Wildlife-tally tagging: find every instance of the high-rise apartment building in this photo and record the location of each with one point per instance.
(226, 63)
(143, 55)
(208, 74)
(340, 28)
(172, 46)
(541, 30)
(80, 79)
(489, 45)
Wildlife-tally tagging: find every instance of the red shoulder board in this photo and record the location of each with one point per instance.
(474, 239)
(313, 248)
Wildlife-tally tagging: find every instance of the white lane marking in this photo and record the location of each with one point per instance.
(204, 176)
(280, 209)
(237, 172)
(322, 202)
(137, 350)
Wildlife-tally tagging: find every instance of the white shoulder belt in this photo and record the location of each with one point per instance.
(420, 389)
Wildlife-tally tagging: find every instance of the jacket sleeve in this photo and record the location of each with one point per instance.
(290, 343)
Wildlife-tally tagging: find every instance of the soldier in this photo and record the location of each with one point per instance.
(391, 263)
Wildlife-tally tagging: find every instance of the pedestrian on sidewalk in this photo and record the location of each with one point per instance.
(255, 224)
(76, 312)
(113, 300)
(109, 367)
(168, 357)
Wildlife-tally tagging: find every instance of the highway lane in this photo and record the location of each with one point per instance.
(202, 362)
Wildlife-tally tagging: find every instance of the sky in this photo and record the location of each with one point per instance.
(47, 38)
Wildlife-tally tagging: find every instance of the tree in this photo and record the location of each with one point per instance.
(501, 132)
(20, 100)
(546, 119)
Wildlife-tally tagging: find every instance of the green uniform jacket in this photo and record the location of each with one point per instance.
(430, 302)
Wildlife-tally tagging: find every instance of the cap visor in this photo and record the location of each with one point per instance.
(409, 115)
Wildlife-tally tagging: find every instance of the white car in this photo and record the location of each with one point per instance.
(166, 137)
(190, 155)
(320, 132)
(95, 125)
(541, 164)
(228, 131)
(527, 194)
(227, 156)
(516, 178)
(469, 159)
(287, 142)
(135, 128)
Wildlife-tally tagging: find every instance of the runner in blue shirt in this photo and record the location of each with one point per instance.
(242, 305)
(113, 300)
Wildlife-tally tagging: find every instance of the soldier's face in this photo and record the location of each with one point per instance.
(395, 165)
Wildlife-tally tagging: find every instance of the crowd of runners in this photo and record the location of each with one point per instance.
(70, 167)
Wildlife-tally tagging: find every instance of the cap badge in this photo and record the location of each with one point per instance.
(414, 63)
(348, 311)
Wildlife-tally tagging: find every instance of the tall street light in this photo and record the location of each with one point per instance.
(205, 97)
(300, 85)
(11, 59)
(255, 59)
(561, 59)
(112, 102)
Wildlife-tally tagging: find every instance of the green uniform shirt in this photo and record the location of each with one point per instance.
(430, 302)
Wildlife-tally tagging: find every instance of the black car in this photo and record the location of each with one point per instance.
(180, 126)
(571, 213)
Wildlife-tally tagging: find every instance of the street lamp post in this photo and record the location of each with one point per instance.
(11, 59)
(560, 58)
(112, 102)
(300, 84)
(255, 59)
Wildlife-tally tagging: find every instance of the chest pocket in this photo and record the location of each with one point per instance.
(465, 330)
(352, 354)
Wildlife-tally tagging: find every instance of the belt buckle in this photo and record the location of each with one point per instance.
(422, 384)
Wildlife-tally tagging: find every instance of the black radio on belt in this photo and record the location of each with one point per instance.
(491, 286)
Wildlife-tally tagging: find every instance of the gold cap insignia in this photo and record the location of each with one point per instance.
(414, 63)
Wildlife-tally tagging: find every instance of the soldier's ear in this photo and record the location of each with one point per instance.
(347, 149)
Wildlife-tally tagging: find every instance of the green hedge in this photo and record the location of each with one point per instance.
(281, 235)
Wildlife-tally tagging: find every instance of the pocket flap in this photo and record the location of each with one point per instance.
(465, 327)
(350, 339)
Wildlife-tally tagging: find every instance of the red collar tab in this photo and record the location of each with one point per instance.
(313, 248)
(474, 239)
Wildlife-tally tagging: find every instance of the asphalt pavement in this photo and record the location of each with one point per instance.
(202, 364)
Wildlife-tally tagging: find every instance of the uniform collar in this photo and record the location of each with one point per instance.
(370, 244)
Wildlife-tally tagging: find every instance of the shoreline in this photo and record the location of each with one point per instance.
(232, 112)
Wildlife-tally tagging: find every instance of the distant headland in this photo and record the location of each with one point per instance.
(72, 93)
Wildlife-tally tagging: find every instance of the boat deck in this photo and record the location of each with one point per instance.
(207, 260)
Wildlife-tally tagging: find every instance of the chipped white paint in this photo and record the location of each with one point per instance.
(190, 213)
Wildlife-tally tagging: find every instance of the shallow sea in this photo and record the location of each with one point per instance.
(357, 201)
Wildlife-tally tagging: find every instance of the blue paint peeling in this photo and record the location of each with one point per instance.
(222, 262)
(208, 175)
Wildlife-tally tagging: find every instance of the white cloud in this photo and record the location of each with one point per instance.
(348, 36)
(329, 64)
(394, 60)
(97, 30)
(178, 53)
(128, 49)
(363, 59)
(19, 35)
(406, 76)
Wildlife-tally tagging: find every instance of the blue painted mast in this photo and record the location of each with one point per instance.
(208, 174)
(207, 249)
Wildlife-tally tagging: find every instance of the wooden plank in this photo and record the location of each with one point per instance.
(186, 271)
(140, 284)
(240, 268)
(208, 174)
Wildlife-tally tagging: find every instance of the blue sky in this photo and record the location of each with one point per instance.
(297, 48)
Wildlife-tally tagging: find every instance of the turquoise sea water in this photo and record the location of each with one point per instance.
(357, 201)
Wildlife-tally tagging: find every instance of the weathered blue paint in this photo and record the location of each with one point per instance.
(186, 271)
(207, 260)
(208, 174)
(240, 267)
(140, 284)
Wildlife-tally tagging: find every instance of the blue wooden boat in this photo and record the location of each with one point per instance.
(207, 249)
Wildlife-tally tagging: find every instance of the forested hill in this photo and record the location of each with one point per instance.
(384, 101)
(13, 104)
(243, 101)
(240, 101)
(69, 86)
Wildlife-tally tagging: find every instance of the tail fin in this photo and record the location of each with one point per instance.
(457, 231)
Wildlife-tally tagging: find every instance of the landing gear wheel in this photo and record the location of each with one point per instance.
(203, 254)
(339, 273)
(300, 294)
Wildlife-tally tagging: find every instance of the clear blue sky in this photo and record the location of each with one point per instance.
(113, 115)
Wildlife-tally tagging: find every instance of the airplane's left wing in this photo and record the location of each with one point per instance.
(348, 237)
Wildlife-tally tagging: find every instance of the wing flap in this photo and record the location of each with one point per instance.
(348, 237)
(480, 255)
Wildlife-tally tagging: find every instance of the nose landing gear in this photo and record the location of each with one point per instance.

---+---

- WRITTEN EXERCISE
Reproduce the lines of the entries above exactly, but only from the line containing "Wildlife-tally tagging: find every instance of the clear" through the final line.

- EXERCISE ANSWER
Wildlife-tally tagging: find every instance of the clear blue sky in this photo and record the location of each with one point per instance.
(113, 115)
Wildlife-tally tagging: find every instance of the airplane's left wing in this photo and record the location of each with one point per instance.
(348, 237)
Wildlife-tally tagging: find every instance of the wing flap in this photo and record the location of each with one point per instance.
(348, 237)
(480, 255)
Wildlife-tally tagging: find every instance of the nose landing gear in this photo and record the location of each with one point per instance.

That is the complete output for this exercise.